Records to process:
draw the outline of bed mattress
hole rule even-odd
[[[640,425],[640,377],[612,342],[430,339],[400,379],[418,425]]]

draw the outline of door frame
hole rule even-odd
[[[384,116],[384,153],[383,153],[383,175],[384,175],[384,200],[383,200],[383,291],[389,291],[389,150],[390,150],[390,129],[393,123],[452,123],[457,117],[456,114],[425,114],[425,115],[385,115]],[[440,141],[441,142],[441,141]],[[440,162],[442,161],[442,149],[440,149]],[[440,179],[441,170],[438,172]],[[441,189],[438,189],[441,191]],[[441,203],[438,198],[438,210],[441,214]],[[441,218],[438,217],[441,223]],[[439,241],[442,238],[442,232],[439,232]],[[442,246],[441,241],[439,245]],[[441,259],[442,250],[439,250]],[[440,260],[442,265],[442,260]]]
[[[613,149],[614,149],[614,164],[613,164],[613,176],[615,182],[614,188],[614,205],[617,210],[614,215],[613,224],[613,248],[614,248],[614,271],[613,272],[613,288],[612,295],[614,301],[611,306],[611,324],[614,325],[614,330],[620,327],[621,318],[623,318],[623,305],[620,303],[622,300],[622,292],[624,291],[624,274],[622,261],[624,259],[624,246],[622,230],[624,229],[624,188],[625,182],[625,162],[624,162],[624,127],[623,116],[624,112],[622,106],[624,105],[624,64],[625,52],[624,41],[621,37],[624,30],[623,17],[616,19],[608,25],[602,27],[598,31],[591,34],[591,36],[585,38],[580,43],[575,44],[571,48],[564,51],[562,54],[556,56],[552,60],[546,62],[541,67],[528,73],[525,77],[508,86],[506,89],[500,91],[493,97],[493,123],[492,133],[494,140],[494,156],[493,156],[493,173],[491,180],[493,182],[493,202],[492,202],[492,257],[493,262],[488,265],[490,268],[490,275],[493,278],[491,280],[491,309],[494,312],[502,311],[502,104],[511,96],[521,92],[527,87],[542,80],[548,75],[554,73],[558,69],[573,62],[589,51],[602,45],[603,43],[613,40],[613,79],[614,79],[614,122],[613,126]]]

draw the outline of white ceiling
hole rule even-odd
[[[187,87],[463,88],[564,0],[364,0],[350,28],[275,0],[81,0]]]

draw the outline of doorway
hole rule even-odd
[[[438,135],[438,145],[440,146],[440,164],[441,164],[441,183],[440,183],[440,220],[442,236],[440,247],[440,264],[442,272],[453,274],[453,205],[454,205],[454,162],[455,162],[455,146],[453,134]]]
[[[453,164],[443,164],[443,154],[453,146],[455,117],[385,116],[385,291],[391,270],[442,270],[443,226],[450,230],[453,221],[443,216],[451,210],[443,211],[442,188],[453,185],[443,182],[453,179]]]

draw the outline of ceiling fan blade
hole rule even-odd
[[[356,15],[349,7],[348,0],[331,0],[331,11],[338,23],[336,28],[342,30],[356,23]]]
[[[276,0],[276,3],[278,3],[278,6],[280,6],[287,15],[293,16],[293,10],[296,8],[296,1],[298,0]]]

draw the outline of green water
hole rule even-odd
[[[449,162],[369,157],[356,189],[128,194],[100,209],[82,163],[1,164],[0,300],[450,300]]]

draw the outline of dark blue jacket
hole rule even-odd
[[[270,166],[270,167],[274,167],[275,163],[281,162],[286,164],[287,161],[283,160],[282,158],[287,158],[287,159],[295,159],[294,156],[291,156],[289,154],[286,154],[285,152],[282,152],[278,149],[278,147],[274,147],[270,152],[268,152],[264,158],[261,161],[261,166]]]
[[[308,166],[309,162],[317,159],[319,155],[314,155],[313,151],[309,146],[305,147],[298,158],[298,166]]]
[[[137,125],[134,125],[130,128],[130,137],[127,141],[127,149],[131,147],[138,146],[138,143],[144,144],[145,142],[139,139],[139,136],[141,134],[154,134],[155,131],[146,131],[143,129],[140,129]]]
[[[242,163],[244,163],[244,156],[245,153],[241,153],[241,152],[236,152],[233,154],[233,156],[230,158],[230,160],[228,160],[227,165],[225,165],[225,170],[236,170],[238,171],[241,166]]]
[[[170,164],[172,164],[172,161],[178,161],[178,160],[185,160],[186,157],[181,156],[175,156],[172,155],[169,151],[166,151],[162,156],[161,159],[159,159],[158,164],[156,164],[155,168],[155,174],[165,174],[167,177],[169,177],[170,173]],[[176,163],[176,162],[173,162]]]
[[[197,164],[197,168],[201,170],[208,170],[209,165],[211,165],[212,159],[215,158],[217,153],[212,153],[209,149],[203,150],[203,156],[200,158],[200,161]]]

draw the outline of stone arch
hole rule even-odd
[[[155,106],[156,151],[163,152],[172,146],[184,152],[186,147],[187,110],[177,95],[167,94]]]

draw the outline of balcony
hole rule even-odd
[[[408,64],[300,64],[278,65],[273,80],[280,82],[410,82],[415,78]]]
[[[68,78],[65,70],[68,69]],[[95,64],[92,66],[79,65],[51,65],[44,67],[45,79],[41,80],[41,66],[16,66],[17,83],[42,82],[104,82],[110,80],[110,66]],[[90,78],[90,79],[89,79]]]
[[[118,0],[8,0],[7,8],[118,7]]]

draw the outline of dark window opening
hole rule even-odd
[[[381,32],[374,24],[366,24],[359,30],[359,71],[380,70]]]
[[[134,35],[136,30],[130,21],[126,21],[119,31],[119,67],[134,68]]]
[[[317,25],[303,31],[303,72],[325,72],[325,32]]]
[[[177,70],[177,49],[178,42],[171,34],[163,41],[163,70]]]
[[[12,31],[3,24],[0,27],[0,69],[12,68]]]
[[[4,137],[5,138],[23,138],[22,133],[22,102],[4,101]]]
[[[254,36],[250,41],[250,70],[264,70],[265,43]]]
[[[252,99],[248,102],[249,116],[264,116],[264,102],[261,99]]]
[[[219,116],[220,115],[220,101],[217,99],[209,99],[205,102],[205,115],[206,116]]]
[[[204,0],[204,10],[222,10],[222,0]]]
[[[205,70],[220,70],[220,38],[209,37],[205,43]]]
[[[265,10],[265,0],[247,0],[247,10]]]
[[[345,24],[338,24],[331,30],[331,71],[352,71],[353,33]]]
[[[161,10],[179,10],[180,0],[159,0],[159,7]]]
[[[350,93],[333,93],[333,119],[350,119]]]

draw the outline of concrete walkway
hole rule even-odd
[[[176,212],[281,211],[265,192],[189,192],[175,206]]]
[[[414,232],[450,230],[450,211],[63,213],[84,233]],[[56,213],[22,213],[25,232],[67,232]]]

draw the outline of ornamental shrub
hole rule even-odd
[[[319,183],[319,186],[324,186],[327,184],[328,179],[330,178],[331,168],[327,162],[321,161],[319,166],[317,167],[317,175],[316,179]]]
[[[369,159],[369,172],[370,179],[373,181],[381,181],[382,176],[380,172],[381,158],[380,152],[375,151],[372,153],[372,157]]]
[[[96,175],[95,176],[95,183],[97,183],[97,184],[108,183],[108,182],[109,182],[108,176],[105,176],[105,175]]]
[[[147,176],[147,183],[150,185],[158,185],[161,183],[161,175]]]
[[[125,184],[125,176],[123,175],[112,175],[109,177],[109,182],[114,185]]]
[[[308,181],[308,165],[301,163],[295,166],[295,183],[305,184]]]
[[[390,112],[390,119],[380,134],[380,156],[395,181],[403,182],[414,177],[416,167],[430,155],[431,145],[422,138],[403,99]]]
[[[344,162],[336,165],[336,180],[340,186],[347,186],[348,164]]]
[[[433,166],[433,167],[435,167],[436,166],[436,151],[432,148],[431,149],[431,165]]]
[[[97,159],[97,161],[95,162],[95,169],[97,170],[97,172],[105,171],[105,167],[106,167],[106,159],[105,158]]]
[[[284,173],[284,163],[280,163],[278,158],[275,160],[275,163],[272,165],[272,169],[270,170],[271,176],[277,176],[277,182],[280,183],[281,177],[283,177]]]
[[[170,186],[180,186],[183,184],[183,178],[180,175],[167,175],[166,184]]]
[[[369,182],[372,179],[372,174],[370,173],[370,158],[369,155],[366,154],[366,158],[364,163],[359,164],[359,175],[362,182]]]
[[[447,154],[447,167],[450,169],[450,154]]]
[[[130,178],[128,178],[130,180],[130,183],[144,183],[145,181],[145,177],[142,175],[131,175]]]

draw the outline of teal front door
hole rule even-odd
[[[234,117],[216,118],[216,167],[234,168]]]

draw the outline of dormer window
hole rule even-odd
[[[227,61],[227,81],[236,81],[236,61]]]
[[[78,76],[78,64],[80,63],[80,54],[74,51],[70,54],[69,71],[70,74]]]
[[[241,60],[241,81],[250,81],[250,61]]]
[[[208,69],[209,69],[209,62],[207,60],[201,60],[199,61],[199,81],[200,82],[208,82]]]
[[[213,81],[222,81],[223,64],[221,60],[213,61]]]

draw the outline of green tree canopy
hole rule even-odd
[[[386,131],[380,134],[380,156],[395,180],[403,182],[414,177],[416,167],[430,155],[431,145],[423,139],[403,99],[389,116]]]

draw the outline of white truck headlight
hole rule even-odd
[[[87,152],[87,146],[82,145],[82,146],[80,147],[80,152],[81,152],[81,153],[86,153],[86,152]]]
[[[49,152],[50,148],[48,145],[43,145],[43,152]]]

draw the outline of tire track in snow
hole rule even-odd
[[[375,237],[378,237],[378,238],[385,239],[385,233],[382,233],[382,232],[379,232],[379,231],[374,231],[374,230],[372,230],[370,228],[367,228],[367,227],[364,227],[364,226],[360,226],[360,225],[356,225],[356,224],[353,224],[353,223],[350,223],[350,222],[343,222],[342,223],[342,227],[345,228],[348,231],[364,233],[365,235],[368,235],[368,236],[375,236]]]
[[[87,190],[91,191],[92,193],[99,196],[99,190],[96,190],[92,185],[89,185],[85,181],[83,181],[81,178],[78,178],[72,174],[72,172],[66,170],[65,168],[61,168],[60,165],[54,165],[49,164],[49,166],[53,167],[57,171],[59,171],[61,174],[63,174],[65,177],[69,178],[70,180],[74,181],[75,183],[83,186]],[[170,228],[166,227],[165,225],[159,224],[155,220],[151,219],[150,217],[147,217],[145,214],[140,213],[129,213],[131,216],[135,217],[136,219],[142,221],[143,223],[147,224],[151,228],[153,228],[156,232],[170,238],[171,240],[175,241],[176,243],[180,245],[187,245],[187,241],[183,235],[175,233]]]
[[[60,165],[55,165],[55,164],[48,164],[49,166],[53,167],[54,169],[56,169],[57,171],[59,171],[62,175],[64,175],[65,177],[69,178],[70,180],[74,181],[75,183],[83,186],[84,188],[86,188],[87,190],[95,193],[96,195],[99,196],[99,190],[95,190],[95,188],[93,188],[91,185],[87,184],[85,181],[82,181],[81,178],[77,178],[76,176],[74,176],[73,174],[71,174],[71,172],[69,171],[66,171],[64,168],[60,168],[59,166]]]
--
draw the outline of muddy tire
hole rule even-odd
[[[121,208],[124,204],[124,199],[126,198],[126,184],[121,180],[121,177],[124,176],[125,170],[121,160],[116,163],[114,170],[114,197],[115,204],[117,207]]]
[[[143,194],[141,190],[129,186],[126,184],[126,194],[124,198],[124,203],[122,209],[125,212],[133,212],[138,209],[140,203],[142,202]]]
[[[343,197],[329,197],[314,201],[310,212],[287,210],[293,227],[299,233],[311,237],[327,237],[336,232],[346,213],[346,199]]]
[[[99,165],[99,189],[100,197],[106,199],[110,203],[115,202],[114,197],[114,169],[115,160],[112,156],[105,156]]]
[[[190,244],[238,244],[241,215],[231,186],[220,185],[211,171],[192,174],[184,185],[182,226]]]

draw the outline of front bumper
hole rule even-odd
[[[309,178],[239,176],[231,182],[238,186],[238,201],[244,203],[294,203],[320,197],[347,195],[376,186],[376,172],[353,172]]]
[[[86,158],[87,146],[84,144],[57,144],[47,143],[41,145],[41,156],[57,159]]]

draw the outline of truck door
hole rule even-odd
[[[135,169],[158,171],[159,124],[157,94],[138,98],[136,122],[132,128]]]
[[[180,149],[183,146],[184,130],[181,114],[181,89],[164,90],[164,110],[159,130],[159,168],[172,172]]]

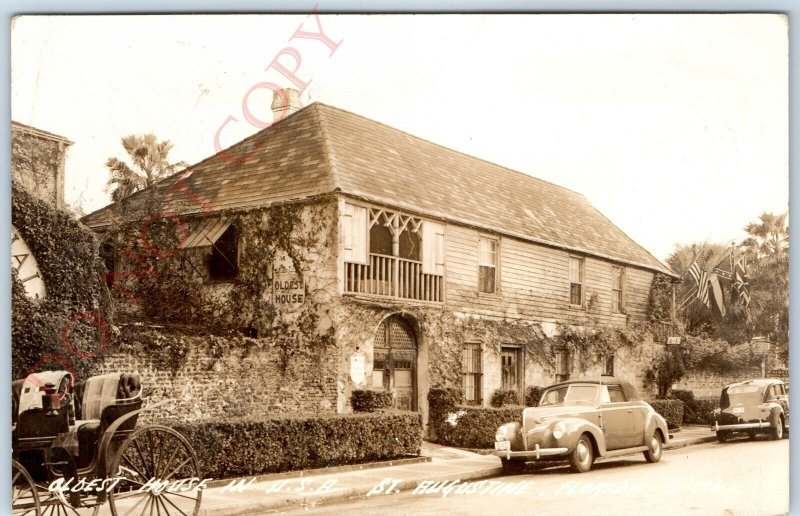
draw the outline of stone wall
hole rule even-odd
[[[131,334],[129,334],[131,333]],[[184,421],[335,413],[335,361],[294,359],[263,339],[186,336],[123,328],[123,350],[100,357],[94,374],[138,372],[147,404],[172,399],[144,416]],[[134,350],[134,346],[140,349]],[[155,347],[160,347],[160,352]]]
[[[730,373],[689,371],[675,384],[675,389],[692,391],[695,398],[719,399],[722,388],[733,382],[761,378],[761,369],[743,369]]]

Problem statement: Repeat exactly the lines of the listing above, from the one with "draw the outline of white truck headlight" down to the one with "draw the outline of tire track in snow"; both of those lines belong in the range.

Response area:
draw the outline of white truck headlight
hole rule even-odd
[[[87,152],[87,146],[82,145],[82,146],[80,147],[80,152],[81,152],[81,153],[86,153],[86,152]]]
[[[49,152],[50,148],[48,145],[43,145],[43,152]]]

draw the outline of tire track in snow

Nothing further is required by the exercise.